▸ DOCUMENT EXTRACT
---

Bird 308 – Moa

This week we travel to New Zealand and back in time some 500 years to meet the Moa. Along with the Elephant Bird of Madagascar, the Moa is the other great extinct giant flightless bird from recent history.

Little known fact, the Moa was not a single species, but there was a whole family of them. Currently between 9 and 11 species are recognised that ranged in size from that of a turkey, up to about 3.6 metres. So yes, these were beefy birds.

Coming from New Zealand, we might naturally think of them as the giant cousin of the Kiwi. But the Moa is more closely related to the Tinamous of South America. Whereas the Kiwi is more closely related to the Elephant Bird of Madagascar. Sometimes evolution and continental drift can throw up odd relationships like this.

The Moa also holds the distinction of being the only purely bipedal bird we know of. Birds are tetrapods, they have four limbs. In some birds that decided to go flightless, like the Kiwi, it may look as though they have totally lost their wings, but a small relic always remains. This is true of every bird except the Moa. They are the only bird we have discovered that lost every last vestige of their forelimbs, becoming the only two limbed bird we know of.

---

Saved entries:
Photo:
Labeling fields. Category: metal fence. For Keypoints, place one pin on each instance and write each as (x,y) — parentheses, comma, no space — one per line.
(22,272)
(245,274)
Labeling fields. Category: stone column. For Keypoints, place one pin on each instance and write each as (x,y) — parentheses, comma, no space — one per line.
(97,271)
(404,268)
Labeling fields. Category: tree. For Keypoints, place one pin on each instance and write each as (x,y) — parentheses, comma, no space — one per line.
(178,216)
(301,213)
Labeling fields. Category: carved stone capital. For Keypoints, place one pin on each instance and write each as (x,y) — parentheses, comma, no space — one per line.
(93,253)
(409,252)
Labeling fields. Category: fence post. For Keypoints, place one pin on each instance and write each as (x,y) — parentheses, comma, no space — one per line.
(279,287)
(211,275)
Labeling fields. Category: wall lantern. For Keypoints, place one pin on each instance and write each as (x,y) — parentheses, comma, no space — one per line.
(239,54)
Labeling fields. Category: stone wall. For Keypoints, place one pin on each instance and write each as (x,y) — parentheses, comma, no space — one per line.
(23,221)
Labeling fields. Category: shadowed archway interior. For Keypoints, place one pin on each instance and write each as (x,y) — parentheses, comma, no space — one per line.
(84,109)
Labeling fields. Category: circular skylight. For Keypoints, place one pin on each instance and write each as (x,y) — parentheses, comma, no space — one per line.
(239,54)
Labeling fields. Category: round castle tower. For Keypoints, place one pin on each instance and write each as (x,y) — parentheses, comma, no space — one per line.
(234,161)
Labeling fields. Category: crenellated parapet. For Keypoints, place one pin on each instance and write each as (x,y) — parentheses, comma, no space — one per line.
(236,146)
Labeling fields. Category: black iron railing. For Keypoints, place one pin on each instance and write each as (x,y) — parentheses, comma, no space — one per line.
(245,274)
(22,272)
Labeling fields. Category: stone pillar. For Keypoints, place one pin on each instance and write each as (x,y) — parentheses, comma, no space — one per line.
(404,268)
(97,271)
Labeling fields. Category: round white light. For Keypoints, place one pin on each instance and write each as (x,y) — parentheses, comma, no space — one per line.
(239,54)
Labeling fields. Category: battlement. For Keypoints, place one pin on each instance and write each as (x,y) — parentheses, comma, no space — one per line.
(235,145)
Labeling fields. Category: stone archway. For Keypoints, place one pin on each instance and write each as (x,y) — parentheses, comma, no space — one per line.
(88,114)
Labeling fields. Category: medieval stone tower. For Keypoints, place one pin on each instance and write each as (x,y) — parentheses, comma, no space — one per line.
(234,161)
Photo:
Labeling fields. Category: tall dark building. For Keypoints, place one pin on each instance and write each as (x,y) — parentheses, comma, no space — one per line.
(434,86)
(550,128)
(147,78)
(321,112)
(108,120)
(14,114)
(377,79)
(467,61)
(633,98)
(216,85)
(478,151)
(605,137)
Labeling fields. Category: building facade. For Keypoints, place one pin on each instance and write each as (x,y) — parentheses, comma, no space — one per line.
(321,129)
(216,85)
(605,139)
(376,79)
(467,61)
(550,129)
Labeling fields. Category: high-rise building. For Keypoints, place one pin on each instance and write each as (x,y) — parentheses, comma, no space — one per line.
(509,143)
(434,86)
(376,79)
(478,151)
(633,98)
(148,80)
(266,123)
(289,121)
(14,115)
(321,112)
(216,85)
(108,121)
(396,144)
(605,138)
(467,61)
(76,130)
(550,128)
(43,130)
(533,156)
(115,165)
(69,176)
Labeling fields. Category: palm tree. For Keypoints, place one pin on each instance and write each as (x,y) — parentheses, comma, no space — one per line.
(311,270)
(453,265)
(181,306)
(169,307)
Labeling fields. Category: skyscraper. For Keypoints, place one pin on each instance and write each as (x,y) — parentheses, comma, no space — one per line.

---

▸ PROBLEM 1
Answer these questions from the Moa article:
(a) How many species of Moa are currently recognized?
(b) Which group of South American birds is the Moa more closely related to?
(c) According to the article, what makes the Moa different from every other bird in terms of limbs?
▸ PROBLEM 2
List every kind of bird that the Moa article mentions by name.
The data above plays no role in this work.

▸ EXERCISE RESPONSE 1
(a) Between 9 and 11 species.
(b) The Tinamous.
(c) It lost every last vestige of its forelimbs, making it the only purely bipedal, two-limbed bird known.

▸ EXERCISE RESPONSE 2
Moa, Elephant Bird, turkey, Kiwi, Tinamous